Textauszug.
Ziel war es vor allem das Symbol der NSDAP zu zeigen. Schon Kinder und Jugendliche sollten an die Symbolik, aber auch an das Gedankengut herangeführt werden. Es ist möglich, dass das Spiel bereits vor der Machtergreifung veröffentlicht wurde.
Volk ans Gewehr. Das moderne Spiel der Kriegskunst
Quelle: Niederrheinisches Freilichtmuseum
Dieses Spiel ist beim Verlag O. & M. Hausser im Jahr 1936 erschienen. Das Strategiespiel hat ein Spielprinzip, ähnlich dem des Halma-Spiels.
Ziel des Spiels: Die Spielsteine des Gegners schlagen, Stellungen einnehmen oder halten. Das Spiel ist die Nummer 7 in der Reihe „Nationalen Spiele“ des Hausser Verlags. Zitat aus der Anleitung: „Der schneidige Angriff ist die Seele des Spiels; auf dem Angriff beruht der Sieg.“
Durch das Spiel sollten Kinder und Jugendliche schon früh ein taktisches Verständnis bilden.
TAK TIK Wehr-Schach
Quelle: Niederrheinisches Freilichtmuseum
Dieses Spiel ist beim Verlag „Die Wehrmacht“ GmbH, Berlin erschienen und somit ein 100-prozentiges Produkt der Regierung. Erschienen ist es 1938 und das Strategiespiel ähnelt dem Schachspiel sehr stark, hat aber abgewandelte Regeln.
Ziel des Spiels: Die Hauptstellung des Gegners besetzen, bestimmte Figuren des Gegners schlagen oder den Gegner am Ziehen hindern. Slogan „Wehr-Schach ist Volkssport“
In der Zeitschrift „Die Wehrmacht“ wurden in jeder Ausgabe „Wehr-Schach-Kampfaufgaben und –lösungen“ veröffentlicht, ähnlich wie es beim Schachspiel bis heute üblich ist.
Die Spielfiguren waren sehr hochwertig gefertigt.
Das Spiel wurde vom Staat und dem Militär gefördert und im Jahr 1941 erschien eine „Kriegsausgabe“ des Spiels. Dieses Spiel wurde auch an der Front gespielt und war bei Soldaten sehr beliebt.
Die Reichsautobahnen im Großdeutschen Reich
Quelle: Niederrheinisches Freilichtmuseum
Das Spiel „Die Reichsautobahnen im Großdeutschen Reich“ des Josef Scholz Verlags fällt vor allem durch die malerische und aufwändige Gestaltung auf. Es ist nach 1938 veröffentlicht worden und war ein Würfelspiel.

Bereitgestellte Einträge.
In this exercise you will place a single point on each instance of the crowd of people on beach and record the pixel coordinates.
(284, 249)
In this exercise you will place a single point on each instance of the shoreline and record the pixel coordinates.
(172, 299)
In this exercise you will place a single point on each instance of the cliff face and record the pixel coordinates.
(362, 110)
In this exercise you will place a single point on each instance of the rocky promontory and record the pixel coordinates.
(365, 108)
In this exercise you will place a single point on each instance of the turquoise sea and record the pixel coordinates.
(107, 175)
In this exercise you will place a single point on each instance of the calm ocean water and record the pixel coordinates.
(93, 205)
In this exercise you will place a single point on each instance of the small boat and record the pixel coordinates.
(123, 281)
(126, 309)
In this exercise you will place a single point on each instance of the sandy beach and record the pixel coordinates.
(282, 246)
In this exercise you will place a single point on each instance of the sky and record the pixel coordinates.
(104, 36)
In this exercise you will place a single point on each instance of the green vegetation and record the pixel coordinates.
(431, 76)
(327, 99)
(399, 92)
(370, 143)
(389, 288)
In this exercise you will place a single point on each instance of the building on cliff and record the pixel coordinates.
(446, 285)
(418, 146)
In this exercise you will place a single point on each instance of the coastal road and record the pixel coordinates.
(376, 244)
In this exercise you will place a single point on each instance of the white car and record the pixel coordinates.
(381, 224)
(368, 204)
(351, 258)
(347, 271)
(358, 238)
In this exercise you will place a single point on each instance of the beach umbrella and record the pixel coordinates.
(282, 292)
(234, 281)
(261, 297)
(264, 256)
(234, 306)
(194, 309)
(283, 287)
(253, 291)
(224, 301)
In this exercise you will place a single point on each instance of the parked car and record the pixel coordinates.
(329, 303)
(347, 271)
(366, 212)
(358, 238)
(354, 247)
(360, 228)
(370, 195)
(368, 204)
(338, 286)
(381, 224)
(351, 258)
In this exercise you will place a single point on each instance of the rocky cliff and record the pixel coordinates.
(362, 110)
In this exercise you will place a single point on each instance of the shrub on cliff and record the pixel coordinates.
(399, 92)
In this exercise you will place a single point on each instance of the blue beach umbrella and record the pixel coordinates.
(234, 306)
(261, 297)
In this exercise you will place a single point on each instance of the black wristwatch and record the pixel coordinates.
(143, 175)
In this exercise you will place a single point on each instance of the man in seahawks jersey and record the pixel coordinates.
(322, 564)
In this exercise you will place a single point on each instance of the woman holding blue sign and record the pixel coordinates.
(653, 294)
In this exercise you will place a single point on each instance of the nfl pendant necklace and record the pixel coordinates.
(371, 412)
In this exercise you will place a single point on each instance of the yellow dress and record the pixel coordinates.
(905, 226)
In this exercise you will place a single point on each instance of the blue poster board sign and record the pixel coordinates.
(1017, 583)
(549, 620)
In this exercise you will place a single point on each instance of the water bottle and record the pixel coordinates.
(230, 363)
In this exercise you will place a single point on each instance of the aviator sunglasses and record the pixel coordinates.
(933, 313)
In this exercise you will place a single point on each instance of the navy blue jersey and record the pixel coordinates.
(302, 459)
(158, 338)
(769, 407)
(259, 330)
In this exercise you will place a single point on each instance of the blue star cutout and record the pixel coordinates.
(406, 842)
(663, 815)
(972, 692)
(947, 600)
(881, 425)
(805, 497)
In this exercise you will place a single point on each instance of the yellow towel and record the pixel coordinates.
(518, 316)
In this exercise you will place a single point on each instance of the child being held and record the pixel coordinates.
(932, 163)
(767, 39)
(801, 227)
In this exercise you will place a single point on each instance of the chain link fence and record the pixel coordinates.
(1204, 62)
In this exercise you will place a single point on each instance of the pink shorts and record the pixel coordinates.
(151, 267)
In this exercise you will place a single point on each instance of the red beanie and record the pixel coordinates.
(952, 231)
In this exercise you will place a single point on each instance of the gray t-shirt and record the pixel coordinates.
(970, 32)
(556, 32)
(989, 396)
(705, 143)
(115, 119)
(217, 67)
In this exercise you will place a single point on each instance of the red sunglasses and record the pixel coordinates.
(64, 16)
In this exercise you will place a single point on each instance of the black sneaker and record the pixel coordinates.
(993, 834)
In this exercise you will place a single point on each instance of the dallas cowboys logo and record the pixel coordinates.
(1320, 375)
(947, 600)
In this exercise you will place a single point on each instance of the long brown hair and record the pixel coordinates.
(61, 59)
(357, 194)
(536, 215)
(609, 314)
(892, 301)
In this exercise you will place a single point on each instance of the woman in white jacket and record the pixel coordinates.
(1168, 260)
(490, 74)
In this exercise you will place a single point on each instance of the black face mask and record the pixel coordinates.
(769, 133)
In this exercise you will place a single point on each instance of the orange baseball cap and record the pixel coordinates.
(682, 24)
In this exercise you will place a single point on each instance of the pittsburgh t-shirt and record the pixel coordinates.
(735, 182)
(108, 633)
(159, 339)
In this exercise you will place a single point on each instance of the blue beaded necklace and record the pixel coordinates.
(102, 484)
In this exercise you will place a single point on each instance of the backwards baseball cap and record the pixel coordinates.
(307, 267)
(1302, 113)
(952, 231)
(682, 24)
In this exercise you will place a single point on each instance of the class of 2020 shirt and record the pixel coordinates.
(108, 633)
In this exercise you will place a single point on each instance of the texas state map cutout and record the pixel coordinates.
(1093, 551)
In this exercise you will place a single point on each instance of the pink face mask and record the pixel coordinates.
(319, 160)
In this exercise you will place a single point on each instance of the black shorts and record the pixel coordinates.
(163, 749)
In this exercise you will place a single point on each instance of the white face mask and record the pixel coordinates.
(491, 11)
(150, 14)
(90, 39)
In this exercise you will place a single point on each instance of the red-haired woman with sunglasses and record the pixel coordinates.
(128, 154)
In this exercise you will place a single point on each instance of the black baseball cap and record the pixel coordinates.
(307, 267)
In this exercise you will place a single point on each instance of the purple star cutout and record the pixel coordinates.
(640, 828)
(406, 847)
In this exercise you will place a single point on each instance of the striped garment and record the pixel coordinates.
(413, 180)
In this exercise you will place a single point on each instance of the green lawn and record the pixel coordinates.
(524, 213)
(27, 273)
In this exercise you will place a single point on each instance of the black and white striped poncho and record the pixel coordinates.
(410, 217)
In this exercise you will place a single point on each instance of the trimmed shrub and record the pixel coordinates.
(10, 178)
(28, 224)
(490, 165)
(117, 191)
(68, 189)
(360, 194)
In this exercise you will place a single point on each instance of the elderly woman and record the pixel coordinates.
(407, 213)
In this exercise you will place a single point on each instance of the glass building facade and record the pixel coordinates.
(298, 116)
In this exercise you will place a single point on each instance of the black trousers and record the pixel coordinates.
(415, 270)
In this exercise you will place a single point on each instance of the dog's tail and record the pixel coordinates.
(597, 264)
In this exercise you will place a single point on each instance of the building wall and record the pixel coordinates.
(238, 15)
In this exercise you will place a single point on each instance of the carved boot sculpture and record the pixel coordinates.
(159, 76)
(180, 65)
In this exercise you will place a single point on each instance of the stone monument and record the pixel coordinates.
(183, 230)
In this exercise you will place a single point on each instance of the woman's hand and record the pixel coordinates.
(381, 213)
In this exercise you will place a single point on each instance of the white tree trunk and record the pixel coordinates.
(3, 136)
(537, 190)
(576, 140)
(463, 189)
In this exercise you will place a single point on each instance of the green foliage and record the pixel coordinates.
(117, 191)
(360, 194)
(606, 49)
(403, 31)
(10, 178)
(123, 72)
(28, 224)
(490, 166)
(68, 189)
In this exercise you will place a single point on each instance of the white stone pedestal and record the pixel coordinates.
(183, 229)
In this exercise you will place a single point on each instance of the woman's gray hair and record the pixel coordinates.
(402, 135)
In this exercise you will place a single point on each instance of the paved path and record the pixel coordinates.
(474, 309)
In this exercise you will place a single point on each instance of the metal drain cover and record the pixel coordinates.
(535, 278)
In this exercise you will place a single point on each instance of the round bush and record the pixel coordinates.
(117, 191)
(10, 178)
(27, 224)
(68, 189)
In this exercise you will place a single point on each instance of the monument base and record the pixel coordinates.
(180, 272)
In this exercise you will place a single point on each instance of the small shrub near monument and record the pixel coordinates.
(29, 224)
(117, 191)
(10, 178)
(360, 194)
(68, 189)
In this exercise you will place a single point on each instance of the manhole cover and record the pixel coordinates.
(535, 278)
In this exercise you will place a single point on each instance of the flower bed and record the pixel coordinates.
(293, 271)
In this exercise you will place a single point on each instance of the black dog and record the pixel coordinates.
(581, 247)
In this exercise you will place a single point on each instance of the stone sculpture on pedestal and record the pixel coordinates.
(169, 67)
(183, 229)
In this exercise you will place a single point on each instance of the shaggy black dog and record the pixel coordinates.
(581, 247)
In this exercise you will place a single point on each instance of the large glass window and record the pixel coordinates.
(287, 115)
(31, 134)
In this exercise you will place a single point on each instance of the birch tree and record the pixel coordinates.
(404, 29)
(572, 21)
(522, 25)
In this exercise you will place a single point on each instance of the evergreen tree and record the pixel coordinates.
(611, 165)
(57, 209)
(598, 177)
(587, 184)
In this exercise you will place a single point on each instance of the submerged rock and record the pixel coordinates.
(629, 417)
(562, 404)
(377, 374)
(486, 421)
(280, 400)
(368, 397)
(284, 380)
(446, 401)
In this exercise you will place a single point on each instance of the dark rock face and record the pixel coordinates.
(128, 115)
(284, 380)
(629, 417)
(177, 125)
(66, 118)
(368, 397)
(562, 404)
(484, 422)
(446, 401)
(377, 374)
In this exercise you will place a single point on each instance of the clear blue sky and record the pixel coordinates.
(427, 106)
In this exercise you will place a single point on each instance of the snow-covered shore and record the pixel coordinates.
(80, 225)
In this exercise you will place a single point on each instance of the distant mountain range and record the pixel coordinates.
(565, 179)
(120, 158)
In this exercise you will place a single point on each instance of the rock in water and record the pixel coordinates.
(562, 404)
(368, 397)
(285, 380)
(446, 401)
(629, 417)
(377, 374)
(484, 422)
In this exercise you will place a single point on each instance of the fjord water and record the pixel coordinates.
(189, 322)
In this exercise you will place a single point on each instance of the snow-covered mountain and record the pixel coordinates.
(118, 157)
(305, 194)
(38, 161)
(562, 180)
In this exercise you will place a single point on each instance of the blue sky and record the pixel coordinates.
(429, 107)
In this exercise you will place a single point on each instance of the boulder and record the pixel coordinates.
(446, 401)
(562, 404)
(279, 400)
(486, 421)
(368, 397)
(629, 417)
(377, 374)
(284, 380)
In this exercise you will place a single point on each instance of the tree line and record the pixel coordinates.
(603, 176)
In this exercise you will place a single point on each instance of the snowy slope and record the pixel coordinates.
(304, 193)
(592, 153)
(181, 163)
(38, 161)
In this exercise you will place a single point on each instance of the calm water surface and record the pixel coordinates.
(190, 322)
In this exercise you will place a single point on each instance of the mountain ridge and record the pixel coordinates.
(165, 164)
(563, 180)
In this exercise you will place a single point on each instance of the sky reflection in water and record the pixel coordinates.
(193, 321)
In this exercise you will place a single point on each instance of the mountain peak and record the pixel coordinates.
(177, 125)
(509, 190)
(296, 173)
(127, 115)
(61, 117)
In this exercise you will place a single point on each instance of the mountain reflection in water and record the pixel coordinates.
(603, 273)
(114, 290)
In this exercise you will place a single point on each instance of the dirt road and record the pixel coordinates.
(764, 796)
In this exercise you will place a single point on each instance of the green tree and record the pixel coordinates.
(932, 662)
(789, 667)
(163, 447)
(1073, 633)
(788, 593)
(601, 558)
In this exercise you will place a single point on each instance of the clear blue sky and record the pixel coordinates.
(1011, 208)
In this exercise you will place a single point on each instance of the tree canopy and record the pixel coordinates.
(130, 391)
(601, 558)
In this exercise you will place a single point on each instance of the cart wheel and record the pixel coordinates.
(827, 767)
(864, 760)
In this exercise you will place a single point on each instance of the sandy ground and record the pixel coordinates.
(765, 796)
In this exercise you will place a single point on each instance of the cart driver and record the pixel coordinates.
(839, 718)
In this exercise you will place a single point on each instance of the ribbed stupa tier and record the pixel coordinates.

Aufgabenstellung.
Gib einen Teil des Textauszugs über Spiele aus der NS-Zeit wörtlich wieder: Setze bei den Worten „Ziel des Spiels: Die Spielsteine“ ein und höre nach „taktisches Verständnis bilden.“ auf. Die Einträge stehen in keinem Zusammenhang mit dem Textauszug.

Antwort.
Ziel des Spiels: Die Spielsteine des Gegners schlagen, Stellungen einnehmen oder halten. Das Spiel ist die Nummer 7 in der Reihe „Nationalen Spiele“ des Hausser Verlags. Zitat aus der Anleitung: „Der schneidige Angriff ist die Seele des Spiels; auf dem Angriff beruht der Sieg.“
Durch das Spiel sollten Kinder und Jugendliche schon früh ein taktisches Verständnis bilden.